Working data —
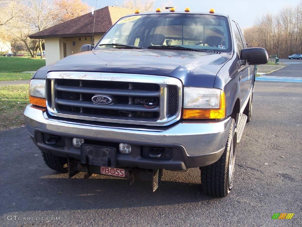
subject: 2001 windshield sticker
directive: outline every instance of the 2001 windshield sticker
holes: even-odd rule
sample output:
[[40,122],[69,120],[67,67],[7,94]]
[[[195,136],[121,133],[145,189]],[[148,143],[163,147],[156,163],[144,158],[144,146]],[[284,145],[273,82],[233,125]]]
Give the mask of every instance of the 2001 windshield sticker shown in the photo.
[[132,17],[127,17],[125,19],[121,20],[117,22],[117,24],[124,24],[124,23],[126,23],[127,22],[130,22],[130,21],[135,21],[136,20],[140,19],[141,17],[141,16],[133,16]]

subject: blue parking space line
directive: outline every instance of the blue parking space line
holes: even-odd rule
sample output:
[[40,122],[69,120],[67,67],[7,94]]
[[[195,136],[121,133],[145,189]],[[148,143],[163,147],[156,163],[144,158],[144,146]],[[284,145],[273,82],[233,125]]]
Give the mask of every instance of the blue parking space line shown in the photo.
[[256,81],[279,81],[281,82],[297,82],[302,83],[302,78],[301,77],[296,78],[287,78],[286,77],[276,77],[275,78],[272,78],[265,77],[256,77],[255,80]]

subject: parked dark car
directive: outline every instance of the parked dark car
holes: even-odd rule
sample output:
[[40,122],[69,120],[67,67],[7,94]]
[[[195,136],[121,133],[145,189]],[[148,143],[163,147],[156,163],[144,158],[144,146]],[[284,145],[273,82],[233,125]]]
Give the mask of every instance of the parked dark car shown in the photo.
[[5,54],[3,56],[5,57],[12,57],[14,56],[14,54],[12,53],[8,53]]
[[186,10],[123,17],[95,47],[37,71],[24,118],[49,168],[150,180],[154,191],[163,169],[198,167],[204,193],[229,194],[254,66],[268,55],[227,15]]
[[302,54],[294,54],[288,56],[288,59],[302,59]]

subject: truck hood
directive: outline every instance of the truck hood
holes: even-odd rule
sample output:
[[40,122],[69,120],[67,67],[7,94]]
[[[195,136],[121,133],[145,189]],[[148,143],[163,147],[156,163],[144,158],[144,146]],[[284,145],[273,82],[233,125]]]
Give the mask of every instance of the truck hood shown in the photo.
[[210,87],[231,57],[228,53],[183,51],[93,50],[69,56],[50,66],[49,70],[165,76],[180,79],[185,86]]

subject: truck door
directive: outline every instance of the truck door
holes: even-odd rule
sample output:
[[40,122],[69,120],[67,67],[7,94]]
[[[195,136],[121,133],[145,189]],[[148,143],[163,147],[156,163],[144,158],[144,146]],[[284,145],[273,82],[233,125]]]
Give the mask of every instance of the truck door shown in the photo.
[[[239,79],[239,88],[240,89],[240,103],[243,105],[247,98],[248,99],[249,93],[249,86],[250,84],[250,73],[251,69],[250,66],[246,62],[245,64],[240,65],[239,61],[240,52],[241,50],[246,48],[245,43],[244,44],[240,36],[241,32],[237,23],[232,21],[232,27],[235,35],[235,42],[237,47],[237,54],[239,65],[238,76]],[[242,107],[240,106],[240,108]]]

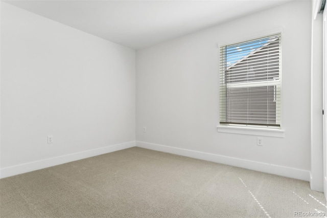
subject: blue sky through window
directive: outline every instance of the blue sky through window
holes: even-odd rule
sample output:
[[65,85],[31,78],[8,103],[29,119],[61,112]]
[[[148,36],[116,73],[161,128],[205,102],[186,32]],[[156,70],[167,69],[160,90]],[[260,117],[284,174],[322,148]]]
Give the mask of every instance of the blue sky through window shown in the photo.
[[266,38],[251,42],[228,46],[226,48],[226,65],[228,67],[251,52],[261,48],[269,41]]

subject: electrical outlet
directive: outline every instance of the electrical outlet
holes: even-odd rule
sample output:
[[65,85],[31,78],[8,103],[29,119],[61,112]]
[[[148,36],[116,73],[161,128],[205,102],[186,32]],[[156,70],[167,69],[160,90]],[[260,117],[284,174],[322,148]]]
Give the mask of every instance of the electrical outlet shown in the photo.
[[259,146],[263,146],[264,145],[264,140],[261,137],[258,137],[256,138],[256,144]]
[[48,136],[48,143],[53,143],[53,136]]

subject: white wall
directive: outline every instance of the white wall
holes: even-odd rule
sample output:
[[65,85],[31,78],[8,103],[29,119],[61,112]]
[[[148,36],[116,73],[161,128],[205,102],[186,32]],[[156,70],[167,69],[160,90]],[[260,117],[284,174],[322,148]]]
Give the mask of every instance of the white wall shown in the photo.
[[[313,11],[316,7],[315,3],[317,2],[312,1]],[[320,3],[318,5],[320,8]],[[322,192],[322,14],[314,12],[312,15],[310,186],[313,190]]]
[[[136,145],[309,181],[311,6],[293,1],[137,51]],[[281,28],[285,137],[258,146],[255,135],[218,133],[217,43]]]
[[135,51],[1,4],[2,177],[134,146]]

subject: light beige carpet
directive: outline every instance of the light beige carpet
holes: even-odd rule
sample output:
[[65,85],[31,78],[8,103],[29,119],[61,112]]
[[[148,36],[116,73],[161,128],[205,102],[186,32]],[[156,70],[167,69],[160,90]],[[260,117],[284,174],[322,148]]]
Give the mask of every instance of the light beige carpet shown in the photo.
[[326,208],[308,182],[139,147],[0,180],[1,217],[327,216]]

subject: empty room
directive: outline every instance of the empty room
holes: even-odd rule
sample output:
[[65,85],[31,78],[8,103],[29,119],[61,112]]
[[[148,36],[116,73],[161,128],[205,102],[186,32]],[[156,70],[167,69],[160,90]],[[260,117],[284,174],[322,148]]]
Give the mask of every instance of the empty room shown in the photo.
[[1,1],[0,217],[327,217],[325,2]]

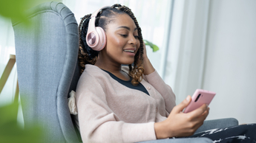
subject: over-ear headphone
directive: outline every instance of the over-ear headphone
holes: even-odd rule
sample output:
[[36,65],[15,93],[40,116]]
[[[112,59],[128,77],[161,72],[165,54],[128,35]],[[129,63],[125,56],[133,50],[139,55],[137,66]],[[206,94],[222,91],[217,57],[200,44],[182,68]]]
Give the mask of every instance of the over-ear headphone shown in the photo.
[[104,29],[100,27],[95,27],[96,16],[98,13],[109,6],[102,7],[102,8],[96,10],[91,16],[91,19],[88,24],[88,29],[86,35],[87,44],[95,51],[102,50],[106,45],[106,34]]

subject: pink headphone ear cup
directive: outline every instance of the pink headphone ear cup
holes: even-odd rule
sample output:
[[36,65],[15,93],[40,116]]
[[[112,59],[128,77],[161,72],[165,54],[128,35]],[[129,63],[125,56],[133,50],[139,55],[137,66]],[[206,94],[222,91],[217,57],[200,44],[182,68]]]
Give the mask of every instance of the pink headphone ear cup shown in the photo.
[[106,34],[105,34],[104,29],[102,27],[95,27],[95,29],[96,29],[97,34],[99,35],[98,36],[99,42],[98,42],[97,45],[92,49],[95,51],[100,51],[100,50],[103,49],[103,48],[106,45],[107,36],[106,36]]

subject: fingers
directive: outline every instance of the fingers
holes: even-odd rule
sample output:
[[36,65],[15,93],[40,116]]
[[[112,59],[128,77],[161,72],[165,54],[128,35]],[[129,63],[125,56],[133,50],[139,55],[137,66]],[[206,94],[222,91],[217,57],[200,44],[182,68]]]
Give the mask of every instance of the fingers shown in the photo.
[[204,114],[204,112],[207,110],[208,110],[208,105],[206,104],[204,104],[201,107],[198,108],[197,109],[188,113],[188,114],[191,114],[191,116],[200,116],[203,114]]
[[171,112],[179,114],[180,112],[183,111],[183,109],[188,105],[191,100],[191,97],[188,95],[183,102],[181,102],[181,103],[175,106]]

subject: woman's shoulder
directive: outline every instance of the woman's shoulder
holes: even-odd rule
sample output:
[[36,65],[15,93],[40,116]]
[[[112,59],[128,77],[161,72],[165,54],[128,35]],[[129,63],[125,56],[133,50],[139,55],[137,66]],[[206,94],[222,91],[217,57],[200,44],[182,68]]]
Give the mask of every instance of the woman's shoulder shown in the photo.
[[122,70],[126,73],[129,73],[129,66],[122,66]]
[[86,80],[102,79],[104,77],[108,77],[108,74],[98,66],[91,64],[86,64],[85,69],[82,72],[80,79],[85,79]]

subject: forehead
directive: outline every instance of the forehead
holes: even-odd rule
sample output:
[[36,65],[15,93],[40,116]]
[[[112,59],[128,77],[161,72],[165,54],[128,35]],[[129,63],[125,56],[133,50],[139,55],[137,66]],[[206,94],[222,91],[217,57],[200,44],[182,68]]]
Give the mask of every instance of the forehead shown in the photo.
[[119,27],[128,27],[134,30],[137,27],[134,20],[128,14],[117,14],[112,22],[107,25],[108,29],[116,29]]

Stated exercise —
Output as a Markdown table with columns Row and Line every nonblank line of the records, starting at the line containing "subject: forehead" and ending at the end of the records, each line as one row.

Written response —
| Row | Line |
|---|---|
| 1 | subject: forehead |
| 2 | directive: outline every instance of the forehead |
| 3 | holes: even-odd rule |
| 4 | sample output: |
| 5 | [[36,65],[15,93],[40,116]] |
| 6 | [[[112,59],[128,77],[161,72],[165,54],[128,35]],[[129,63],[125,56],[133,50],[139,55],[137,66]],[[206,94],[222,91],[217,57],[200,44],[182,68]]] |
| 7 | Give the mask of every instance of the forehead shown in the photo. |
| 8 | [[119,27],[128,27],[134,30],[137,27],[134,20],[128,14],[117,14],[112,22],[107,25],[108,29],[116,29]] |